## Directions
Copy out every line of the items below that contains the word "chair".

## Input material

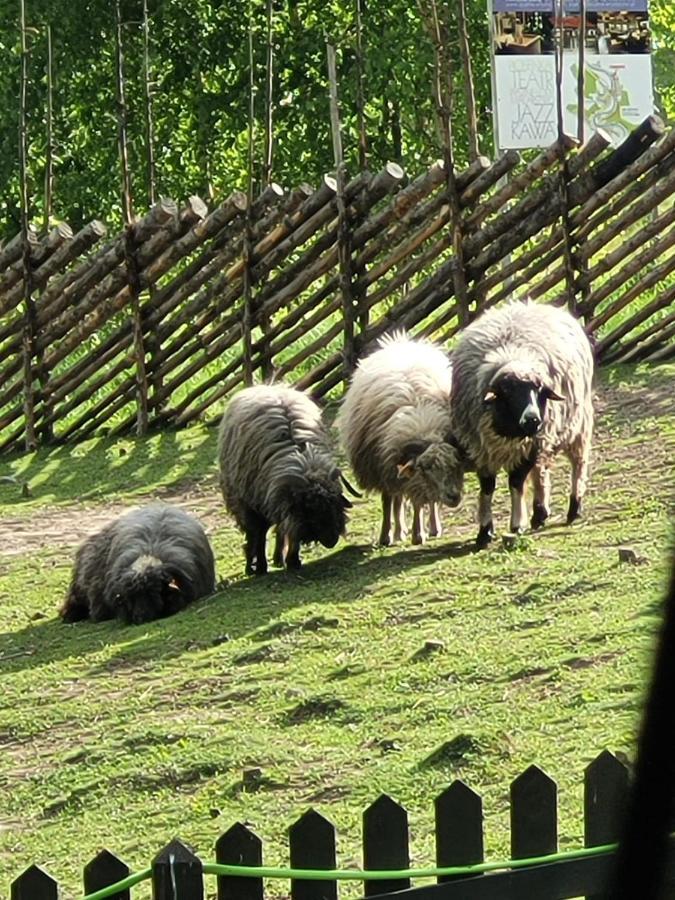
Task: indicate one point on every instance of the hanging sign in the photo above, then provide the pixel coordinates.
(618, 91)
---
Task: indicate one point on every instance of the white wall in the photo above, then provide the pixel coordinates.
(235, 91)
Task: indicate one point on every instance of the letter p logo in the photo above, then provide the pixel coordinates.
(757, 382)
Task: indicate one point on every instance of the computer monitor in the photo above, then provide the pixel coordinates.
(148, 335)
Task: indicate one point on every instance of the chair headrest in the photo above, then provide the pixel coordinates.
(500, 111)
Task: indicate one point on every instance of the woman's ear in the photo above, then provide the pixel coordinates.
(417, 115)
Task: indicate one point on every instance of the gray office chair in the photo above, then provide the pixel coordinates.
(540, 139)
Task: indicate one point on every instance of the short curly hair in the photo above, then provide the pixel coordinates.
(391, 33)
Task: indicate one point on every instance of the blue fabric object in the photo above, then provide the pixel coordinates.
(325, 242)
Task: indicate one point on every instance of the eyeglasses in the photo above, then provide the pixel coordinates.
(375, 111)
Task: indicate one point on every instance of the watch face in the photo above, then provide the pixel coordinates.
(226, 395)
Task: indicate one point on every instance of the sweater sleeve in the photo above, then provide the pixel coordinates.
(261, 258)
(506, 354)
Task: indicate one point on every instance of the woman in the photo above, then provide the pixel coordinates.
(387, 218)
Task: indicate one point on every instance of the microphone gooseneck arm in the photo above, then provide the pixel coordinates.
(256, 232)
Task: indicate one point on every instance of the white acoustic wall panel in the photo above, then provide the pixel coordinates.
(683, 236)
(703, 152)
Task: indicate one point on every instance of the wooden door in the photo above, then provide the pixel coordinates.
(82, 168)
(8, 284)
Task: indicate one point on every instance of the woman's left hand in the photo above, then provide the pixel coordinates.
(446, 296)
==
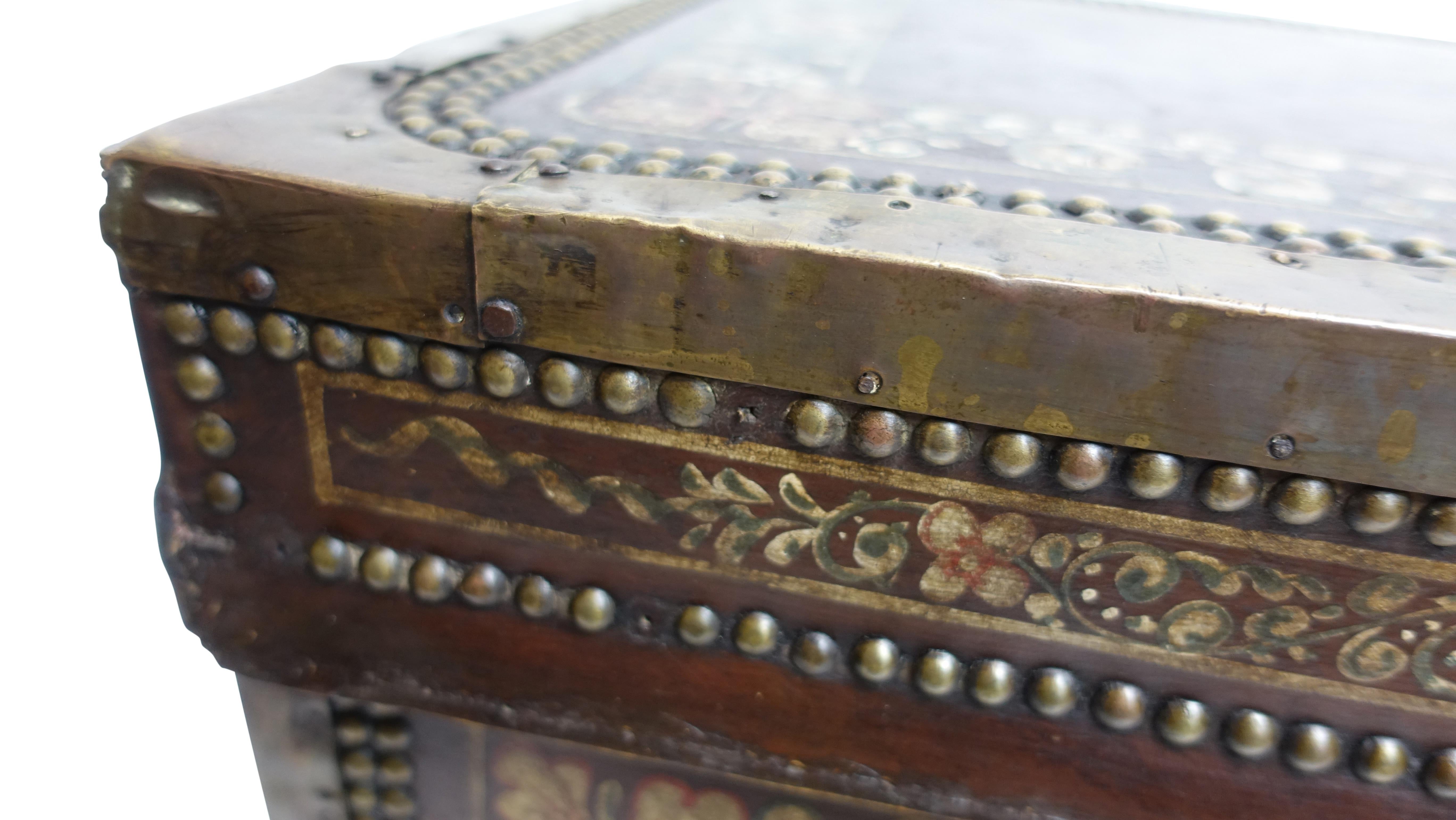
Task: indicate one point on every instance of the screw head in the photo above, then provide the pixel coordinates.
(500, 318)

## Exercise solution
Task: indicate one point on every instance of the chair headrest in the photo above, then provide the pixel coordinates.
Task: indicate one point on every instance of the gray office chair in the photo above, then provide the pixel coordinates.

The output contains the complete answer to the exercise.